-- Opening Marker --
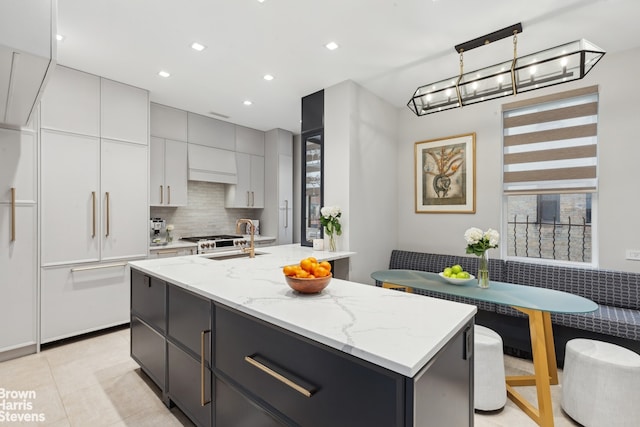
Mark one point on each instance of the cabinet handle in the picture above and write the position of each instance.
(93, 204)
(286, 214)
(13, 214)
(168, 251)
(269, 371)
(202, 368)
(108, 212)
(98, 267)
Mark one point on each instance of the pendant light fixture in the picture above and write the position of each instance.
(560, 64)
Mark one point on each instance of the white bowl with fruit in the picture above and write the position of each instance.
(456, 275)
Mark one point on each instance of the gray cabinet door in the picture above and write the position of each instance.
(233, 409)
(148, 349)
(189, 318)
(443, 391)
(313, 385)
(148, 299)
(188, 387)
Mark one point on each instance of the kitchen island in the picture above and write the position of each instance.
(231, 344)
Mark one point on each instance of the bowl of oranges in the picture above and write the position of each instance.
(308, 276)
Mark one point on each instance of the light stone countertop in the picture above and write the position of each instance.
(176, 244)
(396, 330)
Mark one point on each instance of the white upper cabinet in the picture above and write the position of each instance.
(211, 132)
(249, 141)
(71, 102)
(249, 190)
(71, 198)
(17, 166)
(168, 174)
(125, 224)
(169, 123)
(125, 112)
(18, 261)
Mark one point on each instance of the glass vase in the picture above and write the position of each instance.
(332, 243)
(483, 270)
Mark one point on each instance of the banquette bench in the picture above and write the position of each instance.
(617, 294)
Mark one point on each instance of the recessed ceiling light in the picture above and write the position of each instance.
(331, 45)
(197, 46)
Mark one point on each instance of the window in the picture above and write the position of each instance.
(550, 175)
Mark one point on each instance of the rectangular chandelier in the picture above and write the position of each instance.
(560, 64)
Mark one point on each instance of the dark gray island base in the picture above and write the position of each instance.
(225, 368)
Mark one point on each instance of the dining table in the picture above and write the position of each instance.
(537, 303)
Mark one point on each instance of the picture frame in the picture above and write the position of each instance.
(445, 175)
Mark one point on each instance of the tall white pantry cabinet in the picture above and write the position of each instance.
(18, 242)
(94, 200)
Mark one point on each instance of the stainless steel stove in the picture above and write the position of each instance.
(217, 243)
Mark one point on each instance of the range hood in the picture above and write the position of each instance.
(212, 164)
(27, 57)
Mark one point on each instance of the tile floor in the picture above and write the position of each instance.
(93, 382)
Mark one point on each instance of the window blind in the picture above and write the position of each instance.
(550, 143)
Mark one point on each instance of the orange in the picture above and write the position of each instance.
(289, 270)
(307, 265)
(320, 271)
(326, 264)
(302, 274)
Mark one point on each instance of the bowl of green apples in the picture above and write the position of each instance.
(456, 275)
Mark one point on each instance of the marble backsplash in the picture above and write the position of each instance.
(205, 213)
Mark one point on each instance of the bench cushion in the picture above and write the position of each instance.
(435, 263)
(614, 321)
(606, 287)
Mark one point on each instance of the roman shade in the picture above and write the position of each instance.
(550, 143)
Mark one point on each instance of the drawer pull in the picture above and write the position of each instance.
(98, 267)
(203, 401)
(13, 214)
(168, 251)
(93, 204)
(268, 370)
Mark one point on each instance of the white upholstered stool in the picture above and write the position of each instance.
(490, 392)
(601, 384)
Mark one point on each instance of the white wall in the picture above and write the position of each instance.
(360, 157)
(619, 150)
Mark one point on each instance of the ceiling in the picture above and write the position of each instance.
(389, 47)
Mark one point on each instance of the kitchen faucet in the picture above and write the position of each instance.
(252, 230)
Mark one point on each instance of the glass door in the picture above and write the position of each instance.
(312, 180)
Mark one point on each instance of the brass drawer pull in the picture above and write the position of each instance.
(266, 369)
(108, 213)
(13, 214)
(202, 368)
(93, 203)
(98, 267)
(168, 251)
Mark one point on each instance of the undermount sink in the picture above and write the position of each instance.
(222, 257)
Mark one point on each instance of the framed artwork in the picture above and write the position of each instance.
(445, 175)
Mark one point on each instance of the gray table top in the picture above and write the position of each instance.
(528, 297)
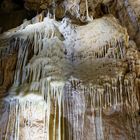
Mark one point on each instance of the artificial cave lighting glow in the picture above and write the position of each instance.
(55, 87)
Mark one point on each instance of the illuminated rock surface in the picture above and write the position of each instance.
(60, 80)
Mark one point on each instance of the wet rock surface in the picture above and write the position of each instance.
(78, 79)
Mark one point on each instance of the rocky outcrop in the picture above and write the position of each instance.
(69, 81)
(75, 79)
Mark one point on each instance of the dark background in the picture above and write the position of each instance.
(12, 14)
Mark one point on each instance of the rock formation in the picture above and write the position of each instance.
(72, 72)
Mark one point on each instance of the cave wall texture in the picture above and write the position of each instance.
(70, 69)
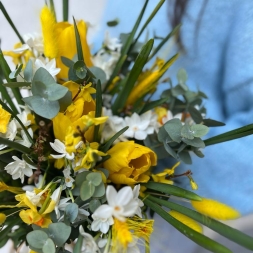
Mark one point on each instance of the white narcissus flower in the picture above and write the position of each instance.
(68, 179)
(139, 126)
(60, 148)
(89, 245)
(19, 169)
(49, 66)
(120, 205)
(102, 219)
(136, 192)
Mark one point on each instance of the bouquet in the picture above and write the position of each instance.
(80, 138)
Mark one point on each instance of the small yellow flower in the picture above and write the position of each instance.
(4, 120)
(215, 209)
(130, 163)
(142, 228)
(186, 220)
(2, 218)
(120, 235)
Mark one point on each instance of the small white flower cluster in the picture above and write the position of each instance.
(34, 42)
(107, 57)
(122, 204)
(140, 126)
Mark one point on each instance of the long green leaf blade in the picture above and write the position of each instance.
(133, 76)
(172, 190)
(98, 112)
(126, 47)
(78, 43)
(231, 135)
(223, 229)
(198, 238)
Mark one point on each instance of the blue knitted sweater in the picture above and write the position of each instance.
(219, 61)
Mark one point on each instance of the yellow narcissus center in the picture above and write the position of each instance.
(130, 163)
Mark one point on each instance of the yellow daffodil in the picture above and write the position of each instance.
(4, 119)
(147, 83)
(186, 220)
(5, 187)
(30, 216)
(142, 228)
(215, 209)
(121, 236)
(129, 163)
(2, 218)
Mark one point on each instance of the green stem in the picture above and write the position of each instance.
(65, 4)
(11, 23)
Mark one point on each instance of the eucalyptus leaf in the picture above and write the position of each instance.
(95, 178)
(99, 191)
(186, 132)
(71, 212)
(28, 71)
(59, 233)
(49, 246)
(37, 238)
(43, 107)
(173, 128)
(195, 142)
(94, 204)
(87, 190)
(199, 130)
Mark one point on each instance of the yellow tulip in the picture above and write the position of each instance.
(4, 120)
(130, 163)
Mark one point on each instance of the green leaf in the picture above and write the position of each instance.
(173, 128)
(43, 107)
(199, 130)
(195, 142)
(221, 228)
(94, 205)
(185, 157)
(186, 132)
(16, 72)
(182, 76)
(231, 135)
(126, 47)
(49, 246)
(98, 110)
(37, 238)
(133, 76)
(28, 72)
(99, 191)
(42, 75)
(113, 22)
(195, 114)
(78, 245)
(59, 232)
(78, 43)
(172, 190)
(80, 69)
(95, 178)
(71, 212)
(17, 84)
(108, 144)
(87, 190)
(198, 238)
(212, 123)
(152, 105)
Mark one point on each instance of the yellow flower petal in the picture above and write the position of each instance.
(2, 218)
(186, 220)
(215, 209)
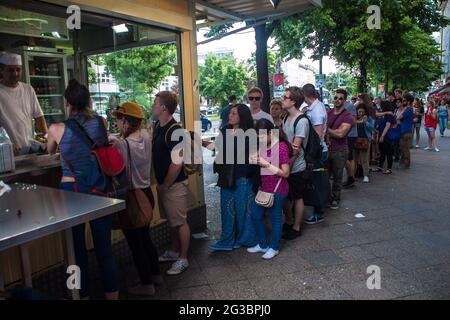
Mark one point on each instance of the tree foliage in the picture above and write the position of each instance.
(222, 77)
(402, 51)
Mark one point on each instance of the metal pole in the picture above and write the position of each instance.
(320, 73)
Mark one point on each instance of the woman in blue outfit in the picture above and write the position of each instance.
(443, 116)
(75, 159)
(237, 182)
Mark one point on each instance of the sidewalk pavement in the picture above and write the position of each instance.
(405, 232)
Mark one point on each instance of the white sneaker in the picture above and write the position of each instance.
(257, 249)
(168, 256)
(178, 267)
(270, 254)
(142, 290)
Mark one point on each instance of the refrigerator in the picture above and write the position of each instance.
(45, 69)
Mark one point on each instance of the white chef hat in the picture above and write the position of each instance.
(11, 59)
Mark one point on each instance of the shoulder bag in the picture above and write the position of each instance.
(267, 199)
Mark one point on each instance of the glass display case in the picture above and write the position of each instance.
(45, 69)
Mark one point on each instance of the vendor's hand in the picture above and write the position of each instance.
(263, 162)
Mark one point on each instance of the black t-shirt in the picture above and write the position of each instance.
(162, 149)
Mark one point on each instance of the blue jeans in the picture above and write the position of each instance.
(442, 124)
(237, 225)
(275, 215)
(318, 211)
(101, 235)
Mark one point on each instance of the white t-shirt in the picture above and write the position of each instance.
(300, 131)
(18, 106)
(317, 114)
(262, 115)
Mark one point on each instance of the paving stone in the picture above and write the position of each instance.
(277, 288)
(193, 293)
(189, 278)
(382, 249)
(321, 259)
(316, 286)
(353, 254)
(223, 274)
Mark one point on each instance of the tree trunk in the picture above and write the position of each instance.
(262, 66)
(362, 80)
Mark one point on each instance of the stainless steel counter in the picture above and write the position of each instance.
(44, 211)
(31, 165)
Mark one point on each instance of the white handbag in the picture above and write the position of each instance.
(266, 199)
-- Closing Marker --
*Task goal:*
Exactly the lines from the one containing "Mark one point on each instance of the tree trunk" to the final line of the entries must be restated, and no others.

*Output for this exercise:*
Mark one point on each instance of the tree trunk in the picture above and write the position of each instance.
(262, 66)
(362, 80)
Mark one point on each instance of the stainless steel counter in the picture above and write the position of each instance.
(44, 211)
(31, 165)
Mark one point on each instance of the white handbag in the picture above and write the position of each instance.
(266, 199)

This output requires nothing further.